PROBLEM TO SOLVE: Every line that contains the word "grass" should be copied from the records below.
Start of Block
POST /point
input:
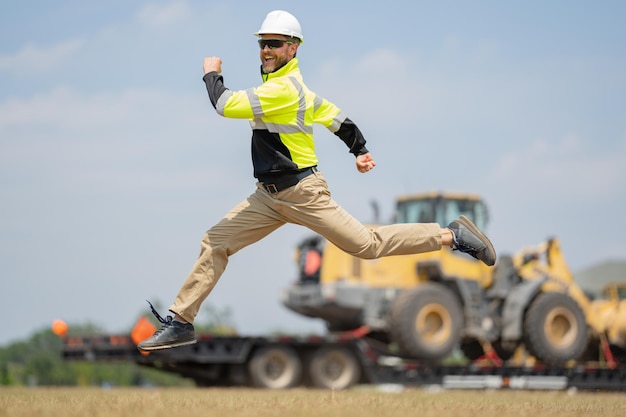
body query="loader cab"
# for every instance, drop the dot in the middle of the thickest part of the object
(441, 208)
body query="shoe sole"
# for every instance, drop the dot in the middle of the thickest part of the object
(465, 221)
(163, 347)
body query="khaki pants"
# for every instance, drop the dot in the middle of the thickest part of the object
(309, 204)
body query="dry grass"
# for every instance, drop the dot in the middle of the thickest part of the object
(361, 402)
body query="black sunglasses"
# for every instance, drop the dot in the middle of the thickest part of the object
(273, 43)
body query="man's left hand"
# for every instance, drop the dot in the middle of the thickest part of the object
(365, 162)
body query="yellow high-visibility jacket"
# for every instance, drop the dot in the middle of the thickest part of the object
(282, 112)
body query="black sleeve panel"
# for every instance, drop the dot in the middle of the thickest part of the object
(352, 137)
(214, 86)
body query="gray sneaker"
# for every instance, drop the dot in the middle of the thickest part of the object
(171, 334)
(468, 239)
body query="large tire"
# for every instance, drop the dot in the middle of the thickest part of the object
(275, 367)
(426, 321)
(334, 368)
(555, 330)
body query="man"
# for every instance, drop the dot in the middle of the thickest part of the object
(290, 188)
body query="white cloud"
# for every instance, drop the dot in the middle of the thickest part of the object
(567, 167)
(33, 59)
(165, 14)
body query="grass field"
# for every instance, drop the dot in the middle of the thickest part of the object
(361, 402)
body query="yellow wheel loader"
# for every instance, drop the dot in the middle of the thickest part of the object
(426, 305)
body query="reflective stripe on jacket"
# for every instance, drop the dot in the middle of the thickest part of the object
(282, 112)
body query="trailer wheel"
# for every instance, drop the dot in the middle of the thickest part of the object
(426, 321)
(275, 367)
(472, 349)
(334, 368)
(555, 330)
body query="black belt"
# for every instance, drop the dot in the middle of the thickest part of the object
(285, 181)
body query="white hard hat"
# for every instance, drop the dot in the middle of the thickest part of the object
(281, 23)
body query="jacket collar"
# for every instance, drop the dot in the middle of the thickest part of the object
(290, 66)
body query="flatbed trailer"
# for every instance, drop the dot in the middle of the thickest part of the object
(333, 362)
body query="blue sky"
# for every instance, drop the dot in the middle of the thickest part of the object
End of Block
Start of Block
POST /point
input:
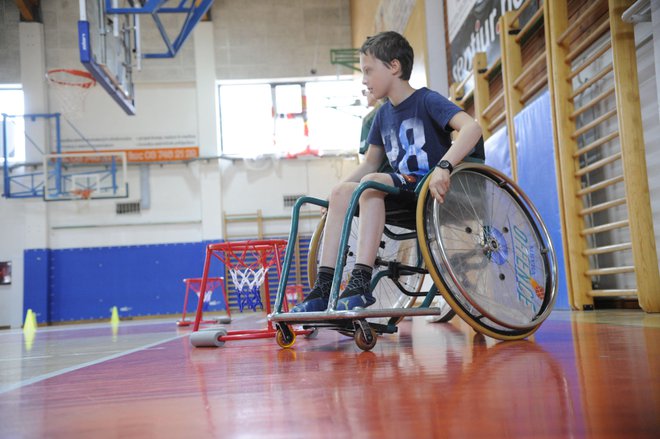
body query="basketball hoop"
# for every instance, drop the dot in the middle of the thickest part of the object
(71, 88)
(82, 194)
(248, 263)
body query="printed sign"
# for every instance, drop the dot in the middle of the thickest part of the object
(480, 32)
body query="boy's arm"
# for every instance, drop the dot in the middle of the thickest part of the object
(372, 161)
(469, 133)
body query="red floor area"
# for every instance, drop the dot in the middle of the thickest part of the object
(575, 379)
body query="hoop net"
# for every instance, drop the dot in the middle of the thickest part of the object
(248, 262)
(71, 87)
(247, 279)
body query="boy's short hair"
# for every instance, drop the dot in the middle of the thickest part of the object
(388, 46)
End of Block
Start of Block
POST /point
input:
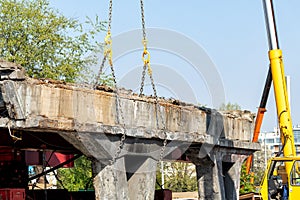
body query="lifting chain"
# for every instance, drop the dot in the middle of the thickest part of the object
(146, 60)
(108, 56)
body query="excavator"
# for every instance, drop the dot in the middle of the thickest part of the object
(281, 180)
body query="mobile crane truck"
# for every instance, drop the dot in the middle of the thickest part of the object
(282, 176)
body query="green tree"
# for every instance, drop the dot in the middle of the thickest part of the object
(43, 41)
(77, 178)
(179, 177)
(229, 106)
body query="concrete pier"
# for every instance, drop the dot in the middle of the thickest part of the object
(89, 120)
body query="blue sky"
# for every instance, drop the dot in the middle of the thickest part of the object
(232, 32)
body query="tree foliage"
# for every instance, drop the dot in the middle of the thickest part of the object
End of Block
WRITTEN SOLUTION:
body query="dry grass"
body query="grass field"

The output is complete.